───── Task input

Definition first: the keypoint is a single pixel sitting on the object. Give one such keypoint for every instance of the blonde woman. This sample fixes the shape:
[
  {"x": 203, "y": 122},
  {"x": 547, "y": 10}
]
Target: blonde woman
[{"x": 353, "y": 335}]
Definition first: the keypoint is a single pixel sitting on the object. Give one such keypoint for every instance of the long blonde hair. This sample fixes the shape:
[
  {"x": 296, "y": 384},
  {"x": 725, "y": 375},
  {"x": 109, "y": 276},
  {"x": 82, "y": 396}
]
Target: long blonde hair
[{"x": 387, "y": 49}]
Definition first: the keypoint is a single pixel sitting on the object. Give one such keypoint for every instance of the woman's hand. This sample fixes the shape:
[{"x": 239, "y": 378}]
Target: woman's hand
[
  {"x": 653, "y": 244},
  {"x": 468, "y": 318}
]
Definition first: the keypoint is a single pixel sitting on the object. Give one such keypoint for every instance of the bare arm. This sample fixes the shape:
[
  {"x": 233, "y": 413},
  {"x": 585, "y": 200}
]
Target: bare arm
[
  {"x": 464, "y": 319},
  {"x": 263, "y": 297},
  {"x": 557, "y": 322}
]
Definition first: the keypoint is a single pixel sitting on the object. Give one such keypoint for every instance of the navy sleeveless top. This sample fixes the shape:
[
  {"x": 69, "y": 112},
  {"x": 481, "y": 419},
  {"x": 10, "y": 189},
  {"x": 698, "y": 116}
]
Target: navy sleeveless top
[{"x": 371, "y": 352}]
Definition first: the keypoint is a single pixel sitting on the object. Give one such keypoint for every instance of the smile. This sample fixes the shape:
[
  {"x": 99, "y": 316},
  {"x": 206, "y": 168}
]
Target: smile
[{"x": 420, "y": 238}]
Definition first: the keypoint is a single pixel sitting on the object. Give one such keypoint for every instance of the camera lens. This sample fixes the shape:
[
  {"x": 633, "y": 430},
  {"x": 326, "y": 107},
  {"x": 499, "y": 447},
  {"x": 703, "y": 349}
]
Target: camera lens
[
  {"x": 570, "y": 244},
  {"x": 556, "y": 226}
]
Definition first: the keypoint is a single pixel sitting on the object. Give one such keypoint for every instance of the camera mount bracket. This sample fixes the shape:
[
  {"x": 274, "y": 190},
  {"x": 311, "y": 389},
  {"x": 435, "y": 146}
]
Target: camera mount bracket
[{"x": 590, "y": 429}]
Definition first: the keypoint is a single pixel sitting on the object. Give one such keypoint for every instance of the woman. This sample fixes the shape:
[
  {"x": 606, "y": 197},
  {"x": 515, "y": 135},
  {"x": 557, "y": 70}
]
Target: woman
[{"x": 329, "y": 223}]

──────────

Can you copy every one of the lines above, character for character?

Definition first: the keypoint is a single pixel sitting on the object. Give one such keypoint for every instance of the blonde woman. This sample fixes the shape:
[
  {"x": 203, "y": 122},
  {"x": 547, "y": 10}
]
Target: blonde woman
[{"x": 353, "y": 335}]
Definition first: the keypoint is a single pixel sitting on the object. Give one such keypoint for every instance of the long blonde hair. This sample fixes the shape:
[
  {"x": 296, "y": 384},
  {"x": 725, "y": 375},
  {"x": 109, "y": 276},
  {"x": 82, "y": 396}
]
Target: long blonde hair
[{"x": 387, "y": 49}]
Definition first: the keypoint is a single pixel sitting on the object. Give one such keypoint for every instance of the woman's hand. This sample fixes the shape:
[{"x": 239, "y": 378}]
Target: woman's hand
[
  {"x": 653, "y": 244},
  {"x": 468, "y": 318}
]
Definition first: the keypoint is a single pixel sitting on the object. Give one such keypoint for every instance of the bare arm. This sample fixes the shape:
[
  {"x": 233, "y": 413},
  {"x": 585, "y": 200}
]
Target: bare arm
[
  {"x": 464, "y": 319},
  {"x": 263, "y": 297},
  {"x": 557, "y": 322}
]
Definition first: the keypoint is a single pixel sitting on the object. Give one such keypoint for every instance of the navy sleeveless top. This sample fixes the shape:
[
  {"x": 69, "y": 112},
  {"x": 481, "y": 419},
  {"x": 10, "y": 189},
  {"x": 698, "y": 116}
]
Target: navy sleeveless top
[{"x": 371, "y": 352}]
Definition first: the keypoint is a single pixel sitting on the object. Give one such keypoint for every instance of the smile. This sample fixes the shape:
[
  {"x": 99, "y": 316},
  {"x": 206, "y": 168}
]
Target: smile
[{"x": 420, "y": 238}]
Definition first: the keypoint is a single pixel sitting on the object. Give one such keypoint for every instance of the camera lens. This sample fixes the shape:
[
  {"x": 633, "y": 430},
  {"x": 326, "y": 107},
  {"x": 499, "y": 447},
  {"x": 703, "y": 349}
]
Target: camera lens
[
  {"x": 570, "y": 244},
  {"x": 556, "y": 226}
]
Definition first: the keypoint is a single pixel sitting on the object. Give one such keypoint for every instance of the camera mount bracket. This sample fixes the shape:
[
  {"x": 274, "y": 190},
  {"x": 311, "y": 389},
  {"x": 435, "y": 146}
]
Target: camera mount bracket
[{"x": 590, "y": 429}]
Definition first: the keypoint is a single pixel sitting on the object. Give one such keypoint for every instance of the woman. This sample fixes the shape:
[
  {"x": 606, "y": 197},
  {"x": 515, "y": 135},
  {"x": 557, "y": 70}
]
Target: woman
[{"x": 329, "y": 223}]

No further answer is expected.